Content starts

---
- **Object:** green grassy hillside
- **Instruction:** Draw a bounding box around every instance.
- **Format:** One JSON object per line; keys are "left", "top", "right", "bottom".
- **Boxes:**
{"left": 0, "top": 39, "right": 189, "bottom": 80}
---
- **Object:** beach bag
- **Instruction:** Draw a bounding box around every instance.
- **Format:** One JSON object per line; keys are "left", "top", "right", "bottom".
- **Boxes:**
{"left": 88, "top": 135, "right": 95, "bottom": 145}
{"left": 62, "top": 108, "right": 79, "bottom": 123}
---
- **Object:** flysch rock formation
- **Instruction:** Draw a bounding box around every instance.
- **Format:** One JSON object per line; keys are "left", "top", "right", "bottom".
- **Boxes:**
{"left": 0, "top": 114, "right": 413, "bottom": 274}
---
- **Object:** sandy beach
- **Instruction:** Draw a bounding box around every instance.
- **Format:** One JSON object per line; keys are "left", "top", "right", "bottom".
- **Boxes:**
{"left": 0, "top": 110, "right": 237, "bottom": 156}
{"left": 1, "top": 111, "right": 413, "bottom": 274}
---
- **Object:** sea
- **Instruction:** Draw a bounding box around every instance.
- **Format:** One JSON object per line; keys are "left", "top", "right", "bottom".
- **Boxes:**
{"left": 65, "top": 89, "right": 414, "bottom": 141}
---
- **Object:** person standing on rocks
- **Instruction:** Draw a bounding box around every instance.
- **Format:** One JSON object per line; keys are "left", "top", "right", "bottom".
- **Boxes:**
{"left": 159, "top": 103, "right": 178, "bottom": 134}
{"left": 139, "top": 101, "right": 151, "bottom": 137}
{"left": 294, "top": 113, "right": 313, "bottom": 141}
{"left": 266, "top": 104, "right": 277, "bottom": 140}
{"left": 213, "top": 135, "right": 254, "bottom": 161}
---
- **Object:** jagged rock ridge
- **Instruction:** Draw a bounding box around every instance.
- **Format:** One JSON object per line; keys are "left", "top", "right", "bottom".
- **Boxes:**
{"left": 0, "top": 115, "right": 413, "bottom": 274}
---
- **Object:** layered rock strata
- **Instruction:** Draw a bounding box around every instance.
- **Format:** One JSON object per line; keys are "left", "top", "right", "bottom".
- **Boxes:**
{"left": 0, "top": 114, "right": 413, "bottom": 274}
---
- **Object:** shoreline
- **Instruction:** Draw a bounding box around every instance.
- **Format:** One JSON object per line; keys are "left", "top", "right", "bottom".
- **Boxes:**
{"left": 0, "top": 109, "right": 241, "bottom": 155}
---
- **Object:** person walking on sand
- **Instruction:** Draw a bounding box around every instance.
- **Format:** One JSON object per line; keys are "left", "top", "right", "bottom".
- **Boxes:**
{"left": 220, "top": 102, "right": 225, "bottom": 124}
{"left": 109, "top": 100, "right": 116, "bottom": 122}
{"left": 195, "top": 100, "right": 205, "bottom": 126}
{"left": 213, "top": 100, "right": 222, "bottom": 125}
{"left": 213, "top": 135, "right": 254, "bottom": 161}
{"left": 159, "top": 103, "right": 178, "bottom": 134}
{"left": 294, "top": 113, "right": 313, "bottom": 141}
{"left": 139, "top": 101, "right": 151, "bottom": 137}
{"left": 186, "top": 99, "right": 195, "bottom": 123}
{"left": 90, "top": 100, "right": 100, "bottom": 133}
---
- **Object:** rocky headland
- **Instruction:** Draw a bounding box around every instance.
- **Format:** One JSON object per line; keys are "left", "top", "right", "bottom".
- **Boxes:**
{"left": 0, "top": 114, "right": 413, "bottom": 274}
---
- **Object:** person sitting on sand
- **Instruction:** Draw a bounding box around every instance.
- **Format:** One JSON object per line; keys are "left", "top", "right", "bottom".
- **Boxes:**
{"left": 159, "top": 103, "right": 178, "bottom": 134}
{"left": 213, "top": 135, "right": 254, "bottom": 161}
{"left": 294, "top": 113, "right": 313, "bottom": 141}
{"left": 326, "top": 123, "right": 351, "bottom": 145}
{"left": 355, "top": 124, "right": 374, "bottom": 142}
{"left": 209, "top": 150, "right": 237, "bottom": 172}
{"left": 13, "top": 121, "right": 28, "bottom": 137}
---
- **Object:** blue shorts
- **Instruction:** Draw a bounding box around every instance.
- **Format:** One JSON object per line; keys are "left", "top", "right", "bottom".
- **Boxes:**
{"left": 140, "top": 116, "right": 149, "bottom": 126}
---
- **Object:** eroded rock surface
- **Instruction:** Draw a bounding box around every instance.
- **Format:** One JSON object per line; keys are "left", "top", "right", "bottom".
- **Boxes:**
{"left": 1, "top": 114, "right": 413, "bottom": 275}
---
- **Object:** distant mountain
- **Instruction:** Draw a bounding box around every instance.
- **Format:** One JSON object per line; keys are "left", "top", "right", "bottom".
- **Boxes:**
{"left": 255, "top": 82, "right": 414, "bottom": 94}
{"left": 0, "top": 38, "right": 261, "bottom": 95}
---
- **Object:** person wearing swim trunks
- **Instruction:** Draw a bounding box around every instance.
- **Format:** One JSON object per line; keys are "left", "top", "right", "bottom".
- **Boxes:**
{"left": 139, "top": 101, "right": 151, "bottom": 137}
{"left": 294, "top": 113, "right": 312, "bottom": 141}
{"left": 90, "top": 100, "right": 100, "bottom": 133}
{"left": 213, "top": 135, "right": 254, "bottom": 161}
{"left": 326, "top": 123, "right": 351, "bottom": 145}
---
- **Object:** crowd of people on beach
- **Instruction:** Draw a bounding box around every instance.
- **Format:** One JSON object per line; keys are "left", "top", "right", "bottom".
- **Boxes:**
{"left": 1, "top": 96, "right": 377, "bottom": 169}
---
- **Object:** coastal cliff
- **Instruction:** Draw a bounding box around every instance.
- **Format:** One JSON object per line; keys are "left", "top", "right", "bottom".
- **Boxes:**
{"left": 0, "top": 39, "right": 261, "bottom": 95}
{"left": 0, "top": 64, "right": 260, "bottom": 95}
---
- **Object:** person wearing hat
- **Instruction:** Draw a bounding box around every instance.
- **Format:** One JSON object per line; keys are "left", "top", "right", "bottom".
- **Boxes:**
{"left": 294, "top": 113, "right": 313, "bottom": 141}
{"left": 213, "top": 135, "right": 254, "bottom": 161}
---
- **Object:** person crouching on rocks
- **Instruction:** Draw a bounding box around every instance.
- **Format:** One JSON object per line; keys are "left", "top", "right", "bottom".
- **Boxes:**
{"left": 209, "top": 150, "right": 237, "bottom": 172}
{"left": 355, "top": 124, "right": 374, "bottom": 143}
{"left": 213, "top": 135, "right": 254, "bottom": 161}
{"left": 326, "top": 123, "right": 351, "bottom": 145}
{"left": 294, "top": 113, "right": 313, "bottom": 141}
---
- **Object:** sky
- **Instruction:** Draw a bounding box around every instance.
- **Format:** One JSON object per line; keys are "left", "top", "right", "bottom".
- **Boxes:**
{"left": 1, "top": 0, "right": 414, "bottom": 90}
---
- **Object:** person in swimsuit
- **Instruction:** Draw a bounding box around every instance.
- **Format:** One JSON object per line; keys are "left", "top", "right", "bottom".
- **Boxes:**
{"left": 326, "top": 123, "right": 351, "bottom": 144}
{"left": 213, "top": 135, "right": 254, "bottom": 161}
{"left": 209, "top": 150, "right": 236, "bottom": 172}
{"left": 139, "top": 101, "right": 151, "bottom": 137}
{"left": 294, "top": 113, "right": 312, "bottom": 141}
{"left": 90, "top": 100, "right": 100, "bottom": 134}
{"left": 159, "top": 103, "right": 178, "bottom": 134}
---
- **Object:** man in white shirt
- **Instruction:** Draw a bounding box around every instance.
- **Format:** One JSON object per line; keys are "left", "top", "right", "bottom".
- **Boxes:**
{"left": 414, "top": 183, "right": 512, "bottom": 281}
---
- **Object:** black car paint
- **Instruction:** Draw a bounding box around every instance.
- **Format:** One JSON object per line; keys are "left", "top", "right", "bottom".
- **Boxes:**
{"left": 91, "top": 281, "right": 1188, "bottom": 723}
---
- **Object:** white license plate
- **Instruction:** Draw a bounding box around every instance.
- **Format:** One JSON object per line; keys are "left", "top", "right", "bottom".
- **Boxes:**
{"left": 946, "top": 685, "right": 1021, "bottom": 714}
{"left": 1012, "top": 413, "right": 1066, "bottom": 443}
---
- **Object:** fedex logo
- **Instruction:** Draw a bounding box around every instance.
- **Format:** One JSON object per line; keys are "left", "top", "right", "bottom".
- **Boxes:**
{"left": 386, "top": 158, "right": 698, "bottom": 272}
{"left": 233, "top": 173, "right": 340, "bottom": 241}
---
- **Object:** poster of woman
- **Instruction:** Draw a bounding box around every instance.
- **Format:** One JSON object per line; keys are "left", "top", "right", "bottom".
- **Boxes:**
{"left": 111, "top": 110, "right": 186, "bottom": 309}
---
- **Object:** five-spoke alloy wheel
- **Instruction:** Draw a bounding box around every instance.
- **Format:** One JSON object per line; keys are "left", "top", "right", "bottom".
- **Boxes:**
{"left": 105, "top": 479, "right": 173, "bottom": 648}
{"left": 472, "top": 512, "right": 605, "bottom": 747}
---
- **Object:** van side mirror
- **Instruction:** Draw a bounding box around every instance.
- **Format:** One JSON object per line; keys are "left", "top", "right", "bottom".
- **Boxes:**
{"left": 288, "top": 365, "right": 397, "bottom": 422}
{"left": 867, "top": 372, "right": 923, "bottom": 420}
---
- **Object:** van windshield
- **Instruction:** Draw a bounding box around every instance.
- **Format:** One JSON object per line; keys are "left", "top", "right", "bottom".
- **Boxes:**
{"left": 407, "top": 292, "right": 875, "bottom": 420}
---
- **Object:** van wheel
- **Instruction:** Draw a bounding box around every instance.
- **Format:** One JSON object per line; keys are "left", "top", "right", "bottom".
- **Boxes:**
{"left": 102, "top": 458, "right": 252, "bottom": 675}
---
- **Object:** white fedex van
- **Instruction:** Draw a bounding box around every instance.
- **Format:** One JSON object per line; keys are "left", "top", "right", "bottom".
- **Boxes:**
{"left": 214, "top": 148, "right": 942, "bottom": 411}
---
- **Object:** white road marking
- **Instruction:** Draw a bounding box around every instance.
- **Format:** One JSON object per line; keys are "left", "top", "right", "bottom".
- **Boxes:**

Content ends

> [Task description]
Beginning with the first line of the records above, reproduce each line exactly, ending at the line that contains "- **Object:** flysch rock formation", and leave out everything else.

> [Answer section]
---
- **Object:** green grassy hillside
- **Instruction:** Draw a bounding box around every instance.
- **Format:** One JSON object per line; keys are "left", "top", "right", "bottom".
- **Boxes:**
{"left": 0, "top": 39, "right": 189, "bottom": 80}
---
- **Object:** beach bag
- **Instruction:** Draw a bounding box around every instance.
- **Format:** One JSON object per line; keys are "left", "top", "right", "bottom".
- **Boxes:**
{"left": 88, "top": 135, "right": 95, "bottom": 145}
{"left": 62, "top": 108, "right": 79, "bottom": 123}
---
- **Object:** flysch rock formation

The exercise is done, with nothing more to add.